» **Instructions for the task**:
Please copy out the stretch of the records from the line that contains "arch with a single point, one per instance." through the end of the records, word for word, with both ends included.

[Begin Dataset extract]

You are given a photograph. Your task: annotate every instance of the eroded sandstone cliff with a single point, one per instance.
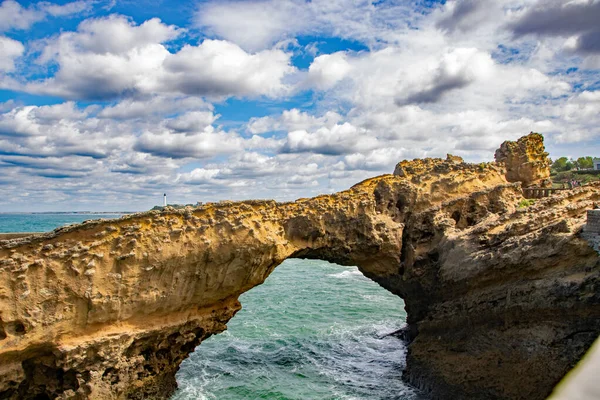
(502, 301)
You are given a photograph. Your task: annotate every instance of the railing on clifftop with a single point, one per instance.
(538, 193)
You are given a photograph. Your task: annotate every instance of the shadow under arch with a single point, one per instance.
(312, 330)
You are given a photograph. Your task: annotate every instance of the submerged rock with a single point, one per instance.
(502, 301)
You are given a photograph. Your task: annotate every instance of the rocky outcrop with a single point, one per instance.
(526, 160)
(502, 301)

[End Dataset extract]

» **Result**:
You are given a photograph. Your task: annotate every instance of the shadow under arch with a single point, one per instance.
(312, 330)
You are given a photograph. Your task: annotate every instance of the submerged rock with a single point, one per instance.
(502, 301)
You are given a photograph. Your task: annotate every instance of the rocky outcrop with a single point, one per instance.
(526, 160)
(502, 301)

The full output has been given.